36. O réu E e a autora A adquiriram diverso património, com o usufruto para os mesmos e a nua propriedade para a filha B e o casal adquiriu diversos bens imobiliários, e sempre foi ele o verdadeiro motor da vida económica da família.
37. O réu E, para além do bem estar e conforto que vem proporcionando às autoras, merecem referência múltiplos presentes e jóias de elevado valor e o cuidado especial dedicado à formação profissional da filha do casal, a quem proporcionou não só uma licenciatura, mas também pós-graduações no país e no estrangeiro.
38. No lote de terreno sito da Avenida Marginal de Ponte de Sor, o réu E suportou quase inteiramente os encargos da construção de uma boa moradia, composta de rés-do-chão e primeiro andar, quatro quartos, salão, sala com lareira, terraço, jardim, piscina e garagem, moradia onde a ré Isilda passou a residir.
39. A ré D começou como trabalhadora sazonal, fazendo também serviços de limpeza, e réu E suportou as despesas do divórcio dela, e, na loja mencionada sob 17, ele fez grandes benfeitorizações à sua custa.
40. A aquisição ou reforço das cotas nas sociedades
O - Sociedade Técnica de Trabalho Temporário Ldª e
P - Sociedade Técnica de Serviços Ldª por parte da ré D foi-o em grande parte com a ajuda de dinheiro do réu E, tal como quanto à cota da ré Isilda na segunda das referidas sociedades.
41. O réu E agiu por espírito de liberalidade para com a ré Isilda e à conta do património familiar, suportando os encargos já referidos em montantes não apurados.

=====

*PEDIDO*:
Extraia do excerto, tal como está, o trecho que vai de "38. No lote" até "passou a residir.", inclusive. O material que se segue provém de outra fonte.

=====

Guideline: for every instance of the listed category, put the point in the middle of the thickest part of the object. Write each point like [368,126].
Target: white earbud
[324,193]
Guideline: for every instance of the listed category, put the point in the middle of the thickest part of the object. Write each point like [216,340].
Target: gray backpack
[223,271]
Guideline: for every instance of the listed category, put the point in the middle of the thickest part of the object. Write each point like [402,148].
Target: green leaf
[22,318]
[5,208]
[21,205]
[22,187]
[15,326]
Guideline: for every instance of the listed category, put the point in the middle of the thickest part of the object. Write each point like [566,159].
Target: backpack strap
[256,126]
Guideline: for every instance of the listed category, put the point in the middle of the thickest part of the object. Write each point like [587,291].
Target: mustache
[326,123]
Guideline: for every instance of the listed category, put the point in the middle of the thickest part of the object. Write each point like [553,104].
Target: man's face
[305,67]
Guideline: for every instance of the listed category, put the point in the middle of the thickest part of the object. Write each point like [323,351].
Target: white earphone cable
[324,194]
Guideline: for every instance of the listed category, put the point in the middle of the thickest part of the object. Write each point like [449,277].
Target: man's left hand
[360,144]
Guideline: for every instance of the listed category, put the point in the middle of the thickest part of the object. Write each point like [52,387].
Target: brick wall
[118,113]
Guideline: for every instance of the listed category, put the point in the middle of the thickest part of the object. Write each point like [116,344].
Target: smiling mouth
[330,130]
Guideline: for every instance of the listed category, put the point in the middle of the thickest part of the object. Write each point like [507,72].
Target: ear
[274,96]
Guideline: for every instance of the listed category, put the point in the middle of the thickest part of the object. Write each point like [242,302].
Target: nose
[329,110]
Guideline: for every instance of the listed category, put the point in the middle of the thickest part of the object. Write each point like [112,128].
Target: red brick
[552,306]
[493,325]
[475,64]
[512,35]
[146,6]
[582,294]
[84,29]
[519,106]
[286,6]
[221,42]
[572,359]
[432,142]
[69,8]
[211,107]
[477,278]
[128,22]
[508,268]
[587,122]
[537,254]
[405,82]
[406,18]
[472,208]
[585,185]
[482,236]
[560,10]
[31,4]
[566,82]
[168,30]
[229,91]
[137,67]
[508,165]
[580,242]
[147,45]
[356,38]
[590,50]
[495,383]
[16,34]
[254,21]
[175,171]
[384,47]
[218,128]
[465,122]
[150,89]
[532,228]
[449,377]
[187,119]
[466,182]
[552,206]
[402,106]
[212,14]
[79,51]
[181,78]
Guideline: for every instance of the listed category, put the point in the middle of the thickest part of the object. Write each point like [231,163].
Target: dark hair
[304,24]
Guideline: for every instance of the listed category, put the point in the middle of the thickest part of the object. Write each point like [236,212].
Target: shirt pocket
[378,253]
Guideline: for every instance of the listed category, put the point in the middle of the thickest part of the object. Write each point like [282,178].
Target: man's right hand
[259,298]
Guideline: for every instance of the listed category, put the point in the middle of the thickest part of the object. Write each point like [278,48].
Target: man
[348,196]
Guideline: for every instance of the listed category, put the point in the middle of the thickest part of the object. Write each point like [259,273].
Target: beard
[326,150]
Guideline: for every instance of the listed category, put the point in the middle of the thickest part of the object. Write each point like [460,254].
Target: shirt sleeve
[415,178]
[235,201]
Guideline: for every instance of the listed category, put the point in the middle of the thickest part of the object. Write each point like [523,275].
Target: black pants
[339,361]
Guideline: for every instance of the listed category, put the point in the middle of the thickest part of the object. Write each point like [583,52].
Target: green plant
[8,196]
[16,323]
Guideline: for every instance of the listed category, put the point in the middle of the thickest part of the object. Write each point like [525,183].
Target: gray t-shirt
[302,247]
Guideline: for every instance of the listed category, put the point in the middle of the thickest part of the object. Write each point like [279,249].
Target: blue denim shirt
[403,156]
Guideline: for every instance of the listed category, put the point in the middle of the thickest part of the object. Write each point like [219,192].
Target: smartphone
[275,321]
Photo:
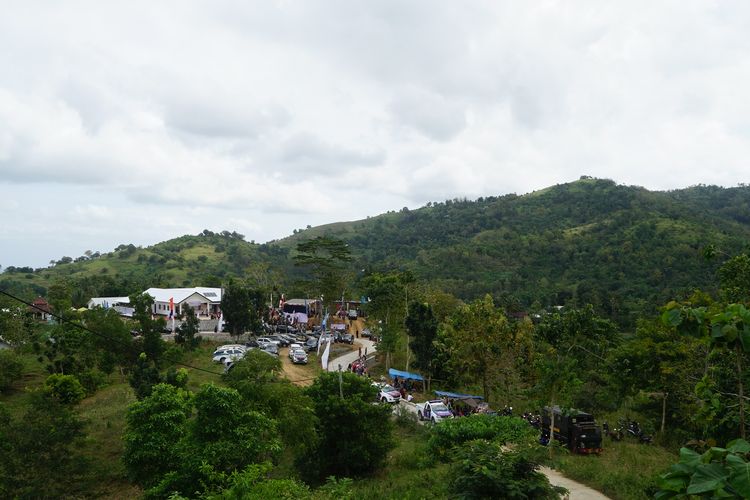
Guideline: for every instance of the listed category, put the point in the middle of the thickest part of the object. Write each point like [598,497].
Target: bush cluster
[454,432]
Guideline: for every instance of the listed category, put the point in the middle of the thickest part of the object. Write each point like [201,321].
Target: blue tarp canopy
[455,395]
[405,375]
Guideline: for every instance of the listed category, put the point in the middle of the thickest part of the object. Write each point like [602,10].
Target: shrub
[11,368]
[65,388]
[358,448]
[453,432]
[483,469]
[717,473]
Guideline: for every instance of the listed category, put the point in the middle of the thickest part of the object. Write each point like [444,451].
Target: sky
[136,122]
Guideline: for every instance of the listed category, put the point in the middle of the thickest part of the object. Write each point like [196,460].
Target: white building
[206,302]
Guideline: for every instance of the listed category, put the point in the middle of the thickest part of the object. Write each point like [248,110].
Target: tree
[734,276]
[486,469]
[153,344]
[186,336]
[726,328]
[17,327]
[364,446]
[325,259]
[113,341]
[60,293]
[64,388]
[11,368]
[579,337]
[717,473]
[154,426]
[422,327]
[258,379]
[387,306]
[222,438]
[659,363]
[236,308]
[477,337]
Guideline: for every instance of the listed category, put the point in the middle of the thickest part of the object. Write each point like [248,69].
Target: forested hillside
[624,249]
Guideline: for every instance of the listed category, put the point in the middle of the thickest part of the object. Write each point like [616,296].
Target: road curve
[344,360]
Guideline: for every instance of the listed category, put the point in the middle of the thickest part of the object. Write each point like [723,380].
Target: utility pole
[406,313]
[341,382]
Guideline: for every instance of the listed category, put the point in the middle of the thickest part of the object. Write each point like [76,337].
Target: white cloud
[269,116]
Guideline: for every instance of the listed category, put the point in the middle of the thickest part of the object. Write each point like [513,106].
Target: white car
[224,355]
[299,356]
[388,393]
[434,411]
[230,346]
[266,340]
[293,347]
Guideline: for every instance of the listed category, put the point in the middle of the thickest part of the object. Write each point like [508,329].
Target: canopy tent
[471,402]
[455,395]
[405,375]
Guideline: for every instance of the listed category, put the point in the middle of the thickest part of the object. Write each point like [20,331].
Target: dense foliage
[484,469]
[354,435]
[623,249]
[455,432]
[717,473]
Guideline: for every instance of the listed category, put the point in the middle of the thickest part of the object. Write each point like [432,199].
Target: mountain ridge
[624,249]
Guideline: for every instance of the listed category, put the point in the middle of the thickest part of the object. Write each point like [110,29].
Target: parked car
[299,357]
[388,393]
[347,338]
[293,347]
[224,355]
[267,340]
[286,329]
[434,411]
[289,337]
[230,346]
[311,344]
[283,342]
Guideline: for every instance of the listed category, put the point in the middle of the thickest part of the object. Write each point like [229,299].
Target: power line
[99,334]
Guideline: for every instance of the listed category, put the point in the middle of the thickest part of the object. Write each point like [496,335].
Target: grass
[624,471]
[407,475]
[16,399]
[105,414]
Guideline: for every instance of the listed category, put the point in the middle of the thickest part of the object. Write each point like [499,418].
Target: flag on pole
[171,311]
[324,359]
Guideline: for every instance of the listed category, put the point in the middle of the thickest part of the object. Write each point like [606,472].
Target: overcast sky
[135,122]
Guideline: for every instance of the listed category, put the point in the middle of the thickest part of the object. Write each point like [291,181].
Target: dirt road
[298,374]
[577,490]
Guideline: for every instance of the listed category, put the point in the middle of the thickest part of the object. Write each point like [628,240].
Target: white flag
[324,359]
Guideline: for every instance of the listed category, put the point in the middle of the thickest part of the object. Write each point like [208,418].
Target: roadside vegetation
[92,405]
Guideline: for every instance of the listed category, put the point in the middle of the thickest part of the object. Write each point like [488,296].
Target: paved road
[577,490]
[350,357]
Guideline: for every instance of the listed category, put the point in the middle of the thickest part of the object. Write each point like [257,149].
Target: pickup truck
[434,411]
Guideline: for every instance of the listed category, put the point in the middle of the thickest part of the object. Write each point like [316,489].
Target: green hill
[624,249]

=====

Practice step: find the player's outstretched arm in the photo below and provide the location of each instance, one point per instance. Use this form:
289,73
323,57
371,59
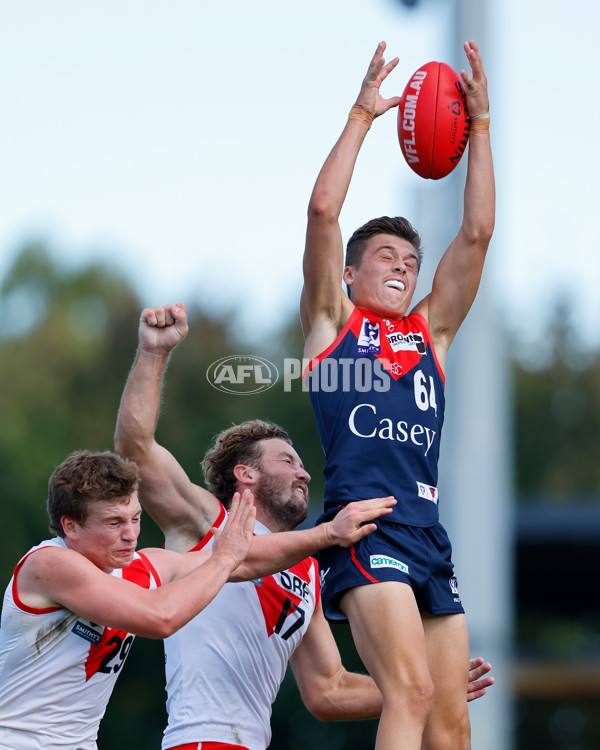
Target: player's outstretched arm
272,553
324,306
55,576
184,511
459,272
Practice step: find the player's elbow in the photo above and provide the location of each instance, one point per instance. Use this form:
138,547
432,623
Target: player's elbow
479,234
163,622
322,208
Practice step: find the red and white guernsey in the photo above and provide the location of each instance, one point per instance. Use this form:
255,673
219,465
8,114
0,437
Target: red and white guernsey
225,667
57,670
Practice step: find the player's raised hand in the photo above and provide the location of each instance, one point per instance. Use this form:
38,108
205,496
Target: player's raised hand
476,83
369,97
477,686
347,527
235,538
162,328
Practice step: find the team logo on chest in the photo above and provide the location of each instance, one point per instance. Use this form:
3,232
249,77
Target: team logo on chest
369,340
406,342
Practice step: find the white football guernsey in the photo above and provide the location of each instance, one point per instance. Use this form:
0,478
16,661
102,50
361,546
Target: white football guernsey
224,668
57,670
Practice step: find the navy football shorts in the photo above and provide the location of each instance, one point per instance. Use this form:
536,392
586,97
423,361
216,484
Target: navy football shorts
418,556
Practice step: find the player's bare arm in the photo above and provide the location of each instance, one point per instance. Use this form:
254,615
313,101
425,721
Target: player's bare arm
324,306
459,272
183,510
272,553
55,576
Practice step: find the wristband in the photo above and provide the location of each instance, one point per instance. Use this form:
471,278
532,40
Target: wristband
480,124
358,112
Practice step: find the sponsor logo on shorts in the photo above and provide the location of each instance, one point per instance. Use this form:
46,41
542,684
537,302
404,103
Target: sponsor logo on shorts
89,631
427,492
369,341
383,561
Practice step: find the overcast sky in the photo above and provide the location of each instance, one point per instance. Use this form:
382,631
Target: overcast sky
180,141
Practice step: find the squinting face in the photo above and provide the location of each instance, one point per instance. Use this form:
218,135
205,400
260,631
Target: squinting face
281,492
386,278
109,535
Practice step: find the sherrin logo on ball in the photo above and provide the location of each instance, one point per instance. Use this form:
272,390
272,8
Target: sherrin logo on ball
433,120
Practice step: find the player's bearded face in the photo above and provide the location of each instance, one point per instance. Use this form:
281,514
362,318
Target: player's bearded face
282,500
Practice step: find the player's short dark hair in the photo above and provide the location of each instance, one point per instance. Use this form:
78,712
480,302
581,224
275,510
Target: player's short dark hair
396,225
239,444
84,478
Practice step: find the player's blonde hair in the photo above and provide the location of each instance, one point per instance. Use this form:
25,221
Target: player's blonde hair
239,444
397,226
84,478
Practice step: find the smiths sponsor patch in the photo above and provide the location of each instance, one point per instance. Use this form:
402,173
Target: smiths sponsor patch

=====

*RESPOSTA*:
38. No lote de terreno sito da Avenida Marginal de Ponte de Sor, o réu E suportou quase inteiramente os encargos da construção de uma boa moradia, composta de rés-do-chão e primeiro andar, quatro quartos, salão, sala com lareira, terraço, jardim, piscina e garagem, moradia onde a ré Isilda passou a residir.